-------- TEXT FOR ANALYSIS

After 15 days in orbit, the crew of the space shuttle Endeavour will be returning to solid ground tomorrow. Their mission has been notable for several reasons: It's the second-to-last NASA space shuttle mission ever, and the last trip Endeavour will take before heading to its retirement home in a Los Angeles museum. The commander of the mission is Mark Kelly, husband of almost-assassinated Arizona congresswoman Gabrielle Giffords. The shuttle's crew successfully delivered the Alpha Magnetic Spectrometer (AMS), an extremely expensive piece of particle physics equipment, to the International Space Station.

And, of course, there are some squid on board. I wrote earlier about Squids in Space, a project to study whether friendly, glowing bacteria that live inside squid behave badly in a low-gravity environment.

I also asked you all to go to YouTube and vote for a question I'd submitted for the PBS News Hour's "You Talk to Endeavour" interview. There were more than 1,800 questions submitted by the public. My question was about the future: What will it mean to be an astronaut in 25 years or so, when today's teen space fanatics have joined the space program? I was hoping to use the answer in my magazine, and I got enough votes to stay near the top of the pack (thank you!). The interview took place on May 19. Hi, astronauts!


I think being in space gives people a slightly jolly appearance, since their cheeks float up into their faces a little bit.

----------------

- **CHECK YOUR UNDERSTANDING**:
(a) List every quantity or date that the post about the Endeavour mission writes in numerals, along with what each one refers to.
(b) According to the post about the Endeavour mission, where will Endeavour go after this trip?
(c) Continue the post about the Endeavour mission from its last sentence, in the same voice.

-------- INFORMATION GIVEN

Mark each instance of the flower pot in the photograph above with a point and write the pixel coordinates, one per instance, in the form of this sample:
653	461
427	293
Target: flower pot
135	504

----------------

- **ANSWERS BY ITEM NUMBER**:
(a)
- 15 days: how long the crew has been in orbit
- More than 1,800: the number of questions the public submitted for the "You Talk to Endeavour" interview
- 25 years: the span in the writer's question about the future of being an astronaut
- May 19: the date the interview took place

(b) It will go to its retirement home in a Los Angeles museum.

(c)
Sadly, PBS science correspondent Miles O'Brien--yes, like the Star Trek character--didn't include my question in his interview with the Endeavour crew. But he did have a nice conversation with the astronauts about the Mississippi River (they could see the floodwaters), Gabby Giffords (she watched the launch), and personal trinkets the astronauts take into space. 

He also asked the astronauts to do a group somersault. Judging by the speed with which they complied--the question was barely out of O'Brien's mouth before Mark Kelly went heels-over-head--I suspect they've practiced.




They may as well live it up now. Gravity returns tomorrow, along with the reality of the shuttle fleet's retirement. But the science experiments the crew helped with will carry on without them, including the AMS's cosmic-ray measuring and whatever happened to those squid. As for NASA, we'll see where it heads next.